---------- RECORDS SHOWN ----------

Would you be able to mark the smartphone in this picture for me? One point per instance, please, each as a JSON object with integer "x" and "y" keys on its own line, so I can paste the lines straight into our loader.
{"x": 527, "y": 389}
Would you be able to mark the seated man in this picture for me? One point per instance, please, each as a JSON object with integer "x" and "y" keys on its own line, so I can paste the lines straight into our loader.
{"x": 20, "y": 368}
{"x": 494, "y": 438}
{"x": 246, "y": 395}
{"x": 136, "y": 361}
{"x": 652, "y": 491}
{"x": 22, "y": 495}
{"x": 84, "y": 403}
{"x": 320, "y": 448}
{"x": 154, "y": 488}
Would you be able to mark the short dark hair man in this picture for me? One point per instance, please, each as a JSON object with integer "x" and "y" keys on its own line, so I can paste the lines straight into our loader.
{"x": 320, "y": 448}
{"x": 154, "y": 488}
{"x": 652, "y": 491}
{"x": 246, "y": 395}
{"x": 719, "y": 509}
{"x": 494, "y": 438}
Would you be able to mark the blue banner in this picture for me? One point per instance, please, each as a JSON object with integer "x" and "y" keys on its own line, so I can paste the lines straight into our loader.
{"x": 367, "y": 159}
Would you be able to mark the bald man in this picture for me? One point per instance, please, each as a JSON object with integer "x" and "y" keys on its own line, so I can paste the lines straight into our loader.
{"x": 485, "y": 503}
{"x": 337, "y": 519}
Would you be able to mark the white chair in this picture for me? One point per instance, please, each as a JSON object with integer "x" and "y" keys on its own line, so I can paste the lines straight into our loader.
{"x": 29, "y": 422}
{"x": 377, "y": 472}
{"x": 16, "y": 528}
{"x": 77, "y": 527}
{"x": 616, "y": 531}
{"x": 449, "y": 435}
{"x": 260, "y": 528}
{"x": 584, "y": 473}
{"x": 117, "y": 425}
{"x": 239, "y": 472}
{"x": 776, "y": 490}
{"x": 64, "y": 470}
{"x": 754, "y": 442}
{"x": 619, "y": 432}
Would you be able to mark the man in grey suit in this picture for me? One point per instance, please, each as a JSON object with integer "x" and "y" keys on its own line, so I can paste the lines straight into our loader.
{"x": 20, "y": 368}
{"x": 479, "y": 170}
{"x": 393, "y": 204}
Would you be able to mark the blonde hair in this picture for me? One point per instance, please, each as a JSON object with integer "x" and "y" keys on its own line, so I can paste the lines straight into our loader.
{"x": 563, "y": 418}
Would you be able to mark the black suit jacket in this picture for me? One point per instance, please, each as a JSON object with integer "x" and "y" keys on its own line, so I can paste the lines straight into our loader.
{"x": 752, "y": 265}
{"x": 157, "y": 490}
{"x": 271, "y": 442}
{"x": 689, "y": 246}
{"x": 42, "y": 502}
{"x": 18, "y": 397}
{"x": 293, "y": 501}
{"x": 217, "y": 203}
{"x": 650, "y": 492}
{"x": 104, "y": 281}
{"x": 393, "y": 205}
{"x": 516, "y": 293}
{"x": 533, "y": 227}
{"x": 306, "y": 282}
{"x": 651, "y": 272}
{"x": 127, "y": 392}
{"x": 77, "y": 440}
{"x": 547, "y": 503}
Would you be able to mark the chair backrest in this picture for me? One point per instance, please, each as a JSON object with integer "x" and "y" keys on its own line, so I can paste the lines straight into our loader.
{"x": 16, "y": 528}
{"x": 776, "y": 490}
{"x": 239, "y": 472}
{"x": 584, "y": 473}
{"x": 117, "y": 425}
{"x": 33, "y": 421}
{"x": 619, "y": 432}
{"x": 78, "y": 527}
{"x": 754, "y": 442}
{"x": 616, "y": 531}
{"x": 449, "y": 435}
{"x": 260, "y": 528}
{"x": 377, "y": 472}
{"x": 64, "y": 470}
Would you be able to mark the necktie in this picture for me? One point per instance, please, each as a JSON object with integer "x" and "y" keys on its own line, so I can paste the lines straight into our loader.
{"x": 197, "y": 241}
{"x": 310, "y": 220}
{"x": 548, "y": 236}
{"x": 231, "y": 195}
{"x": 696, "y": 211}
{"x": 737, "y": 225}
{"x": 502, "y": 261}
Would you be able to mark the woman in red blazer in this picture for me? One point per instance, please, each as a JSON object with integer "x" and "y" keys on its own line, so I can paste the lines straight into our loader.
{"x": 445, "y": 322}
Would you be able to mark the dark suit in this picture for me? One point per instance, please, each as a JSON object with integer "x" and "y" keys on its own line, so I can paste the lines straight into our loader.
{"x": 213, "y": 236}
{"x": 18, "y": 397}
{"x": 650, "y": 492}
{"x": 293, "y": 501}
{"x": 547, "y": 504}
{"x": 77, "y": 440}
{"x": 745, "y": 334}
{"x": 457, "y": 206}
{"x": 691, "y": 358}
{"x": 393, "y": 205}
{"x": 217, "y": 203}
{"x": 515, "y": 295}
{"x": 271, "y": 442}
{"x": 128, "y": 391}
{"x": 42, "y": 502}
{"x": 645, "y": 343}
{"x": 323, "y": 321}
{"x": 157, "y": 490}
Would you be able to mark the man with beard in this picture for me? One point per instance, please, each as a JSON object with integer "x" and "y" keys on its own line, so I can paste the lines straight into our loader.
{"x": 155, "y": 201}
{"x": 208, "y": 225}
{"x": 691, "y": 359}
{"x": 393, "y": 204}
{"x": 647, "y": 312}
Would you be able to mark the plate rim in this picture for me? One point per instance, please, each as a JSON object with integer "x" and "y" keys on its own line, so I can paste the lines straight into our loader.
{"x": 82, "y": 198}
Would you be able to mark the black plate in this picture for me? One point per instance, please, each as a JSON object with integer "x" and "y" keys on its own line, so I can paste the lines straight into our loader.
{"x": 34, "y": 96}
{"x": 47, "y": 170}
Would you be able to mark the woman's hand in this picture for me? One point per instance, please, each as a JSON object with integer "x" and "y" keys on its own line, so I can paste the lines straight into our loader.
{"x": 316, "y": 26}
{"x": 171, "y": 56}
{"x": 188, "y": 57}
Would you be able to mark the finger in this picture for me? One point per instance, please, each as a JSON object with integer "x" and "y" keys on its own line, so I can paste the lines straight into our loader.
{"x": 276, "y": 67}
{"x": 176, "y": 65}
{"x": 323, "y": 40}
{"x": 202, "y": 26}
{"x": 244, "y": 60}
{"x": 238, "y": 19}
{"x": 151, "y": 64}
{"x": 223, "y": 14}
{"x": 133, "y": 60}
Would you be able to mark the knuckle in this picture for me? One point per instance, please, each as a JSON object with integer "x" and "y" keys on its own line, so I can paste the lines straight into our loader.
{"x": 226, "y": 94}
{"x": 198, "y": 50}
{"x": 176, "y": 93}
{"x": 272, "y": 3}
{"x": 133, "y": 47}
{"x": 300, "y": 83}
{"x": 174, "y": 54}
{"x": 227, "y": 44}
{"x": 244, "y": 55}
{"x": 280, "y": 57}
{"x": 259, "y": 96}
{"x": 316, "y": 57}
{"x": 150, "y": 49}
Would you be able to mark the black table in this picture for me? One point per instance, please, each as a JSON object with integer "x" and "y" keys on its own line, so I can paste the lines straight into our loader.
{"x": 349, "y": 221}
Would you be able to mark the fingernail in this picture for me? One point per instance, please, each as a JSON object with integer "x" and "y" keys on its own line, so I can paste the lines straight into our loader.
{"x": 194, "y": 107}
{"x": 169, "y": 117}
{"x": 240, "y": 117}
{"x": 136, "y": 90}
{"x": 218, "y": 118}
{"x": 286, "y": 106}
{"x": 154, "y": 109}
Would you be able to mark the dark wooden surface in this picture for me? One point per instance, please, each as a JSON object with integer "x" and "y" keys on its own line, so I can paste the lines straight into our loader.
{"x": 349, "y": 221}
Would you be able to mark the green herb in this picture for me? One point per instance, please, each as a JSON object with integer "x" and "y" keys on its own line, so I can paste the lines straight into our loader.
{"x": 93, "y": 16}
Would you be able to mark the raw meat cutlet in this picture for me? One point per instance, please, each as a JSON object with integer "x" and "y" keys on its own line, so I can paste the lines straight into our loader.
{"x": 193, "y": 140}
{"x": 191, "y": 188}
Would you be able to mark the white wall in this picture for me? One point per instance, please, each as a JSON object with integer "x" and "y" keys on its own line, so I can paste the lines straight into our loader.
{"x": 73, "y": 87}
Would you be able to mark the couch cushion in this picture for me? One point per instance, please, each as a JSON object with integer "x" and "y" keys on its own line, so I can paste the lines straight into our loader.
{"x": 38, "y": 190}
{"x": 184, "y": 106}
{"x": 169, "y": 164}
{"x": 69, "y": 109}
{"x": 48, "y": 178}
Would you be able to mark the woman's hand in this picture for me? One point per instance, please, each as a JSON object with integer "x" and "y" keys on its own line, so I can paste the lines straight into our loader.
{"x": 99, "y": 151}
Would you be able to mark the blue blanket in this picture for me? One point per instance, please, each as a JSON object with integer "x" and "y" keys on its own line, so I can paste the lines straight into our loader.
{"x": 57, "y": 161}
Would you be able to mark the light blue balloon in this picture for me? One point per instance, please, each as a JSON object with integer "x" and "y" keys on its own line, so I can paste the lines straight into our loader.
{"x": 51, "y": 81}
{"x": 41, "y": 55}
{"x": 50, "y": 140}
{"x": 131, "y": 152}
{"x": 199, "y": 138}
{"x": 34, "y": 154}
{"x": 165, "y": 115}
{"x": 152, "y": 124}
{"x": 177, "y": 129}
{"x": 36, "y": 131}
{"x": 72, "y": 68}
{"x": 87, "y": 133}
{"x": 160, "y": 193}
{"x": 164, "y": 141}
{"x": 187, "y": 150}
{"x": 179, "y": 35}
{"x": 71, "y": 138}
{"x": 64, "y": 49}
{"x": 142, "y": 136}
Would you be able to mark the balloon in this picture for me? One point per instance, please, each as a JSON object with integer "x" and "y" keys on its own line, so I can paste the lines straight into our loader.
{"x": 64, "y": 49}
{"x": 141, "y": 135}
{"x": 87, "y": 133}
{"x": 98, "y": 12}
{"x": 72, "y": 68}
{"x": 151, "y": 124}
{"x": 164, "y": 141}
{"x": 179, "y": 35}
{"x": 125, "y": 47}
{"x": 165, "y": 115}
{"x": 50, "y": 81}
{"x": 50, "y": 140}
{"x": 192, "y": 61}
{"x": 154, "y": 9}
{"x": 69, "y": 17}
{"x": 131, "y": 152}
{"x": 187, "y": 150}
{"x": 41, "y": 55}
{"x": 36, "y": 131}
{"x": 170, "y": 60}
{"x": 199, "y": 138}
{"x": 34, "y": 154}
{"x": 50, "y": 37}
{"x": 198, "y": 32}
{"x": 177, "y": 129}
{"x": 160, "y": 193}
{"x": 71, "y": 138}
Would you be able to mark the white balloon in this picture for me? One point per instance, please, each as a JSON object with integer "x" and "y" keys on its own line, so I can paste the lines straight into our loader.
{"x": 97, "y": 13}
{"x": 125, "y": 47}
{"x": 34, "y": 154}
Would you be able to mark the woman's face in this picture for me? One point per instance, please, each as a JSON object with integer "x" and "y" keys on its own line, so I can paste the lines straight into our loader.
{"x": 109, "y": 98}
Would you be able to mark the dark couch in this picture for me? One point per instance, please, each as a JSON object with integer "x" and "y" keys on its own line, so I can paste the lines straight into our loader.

----------

## YOUR GOAL
Nothing but the lines from the one with "Would you be able to mark the white balloon" through the last line should be repeated, each exactly as it stands.

## EXPECTED OUTPUT
Would you be able to mark the white balloon in this picture for me? One point per instance, please, each as a JSON object with integer "x" and "y" keys on its own line, so I can paste the lines straight into our loader.
{"x": 97, "y": 13}
{"x": 125, "y": 47}
{"x": 34, "y": 154}
Would you be able to mark the woman's face in this picture for me? One point per instance, please, each as a JSON object with integer "x" and "y" keys on its own line, so I can paste the lines straight into our loader.
{"x": 109, "y": 98}
Would you be able to mark the dark couch in this picture for me? One point per instance, please, each as a JSON object with integer "x" and "y" keys on its own line, so I can paste the lines straight into our loader.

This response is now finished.